__EXTRACT PROVIDED__

________

As Reinier pointed out on amber-dev, regex strings may routinely contain
escaped meta-characters — +, *, brackets, etc. So the embedded \- and \+
story has an obvious conflict. While these are not the only possible
characters for such “shift” operators, his point that this might be overkill is
a good one. So let’s look at options for denoting raw-ness.
- Just make triple-quote strings always raw as well as multi-line-capable;
regexes and friends would use TQ strings even though they are single line
(Scala, Kotlin)
- Letter prefix, such as R”…” (C++, Rust)
- Symbol prefix, such as @“…” (C#), or \”…” (suggestive of “distributing” the
escaping across the string.)
- Embedded escape sequence that switches to raw mode, but can’t be switched
back: “\+raw string”, “\{raw}raw string”.
Data from Google suggests that, in their code base, on the order of 5% of
candidates for multi-line strings use some escape sequences (Kevin/Liam, can
you verify?) This suggests to me that the “just use TQ” approach is vaguely
workable, but likely to be error-prone (5% is infrequently enough that people
will say \t when they mean tab and discover this at runtime, and then have to
go back and add a .escape() call.)

________

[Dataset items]
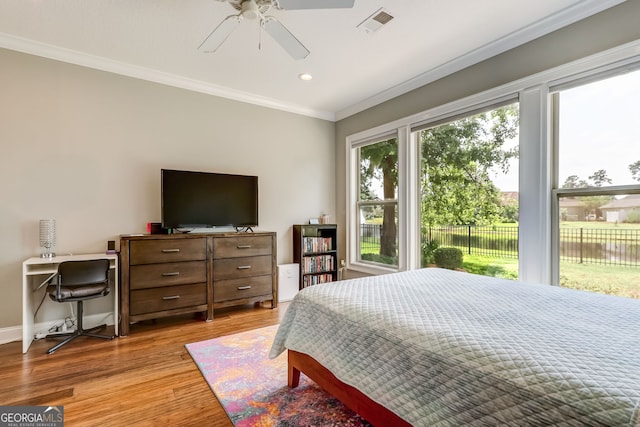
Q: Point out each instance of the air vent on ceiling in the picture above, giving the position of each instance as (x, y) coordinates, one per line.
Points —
(374, 22)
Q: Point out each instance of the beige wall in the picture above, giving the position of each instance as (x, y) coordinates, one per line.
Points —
(600, 32)
(86, 147)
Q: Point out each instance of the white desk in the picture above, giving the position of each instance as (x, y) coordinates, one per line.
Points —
(44, 268)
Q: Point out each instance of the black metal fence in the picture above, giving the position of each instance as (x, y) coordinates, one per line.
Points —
(579, 245)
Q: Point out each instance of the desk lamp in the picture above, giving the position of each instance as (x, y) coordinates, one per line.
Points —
(47, 237)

________

__INSTRUCTIONS__
A. Repeat verbatim the rows from the line containing "Q: Point out each instance of the desk" through the final line of the rows, including both.
B. Carry on the passage about raw string literal syntax from the point at which it ends.

__RESPONSES IN ORDER__
A.
Q: Point out each instance of the desk lamp in the picture above, giving the position of each instance as (x, y) coordinates, one per line.
Points —
(47, 237)

B.
(Of these, my current favorite is using the backslash: “cooked”, “””cooked and
ML-capable”, \”raw”, \”””raw and ML capable”. The use of \ suggests “the
backslashes have been pre-added for you”, building on existing associations
with backslash.)
Are there other credible candidates that I’ve missed?
> On Jan 2, 2019, at 2:00 PM, Jim Laskey <[email protected]> wrote:
>
>
>>
>> http://cr.openjdk.java.net/~jlaskey/Strings/RTL2/index.html
>> <http://cr.openjdk.java.net/~jlaskey/Strings/RTL2/index.html>
>> http://cr.openjdk.java.net/~jlaskey/Strings/RTL2.pdf
>> <http://cr.openjdk.java.net/~jlaskey/Strings/RTL2.pdf>
>> First of all, I would like to apologize for leading us down the garden path
>> re Java Raw String Literals. I jumped into this feature fully enamoured with
>> the JavaScript equivalent and, "why can't we have this in Java?" As the
>> proposal evolved, it became clear that what we came up with was not a good
>> Java solution. I underestimated the concern that the original proposal was
>> too left field and did not fit into Java very well. It's somewhat ironic
>> that the backtick looks like a thorn.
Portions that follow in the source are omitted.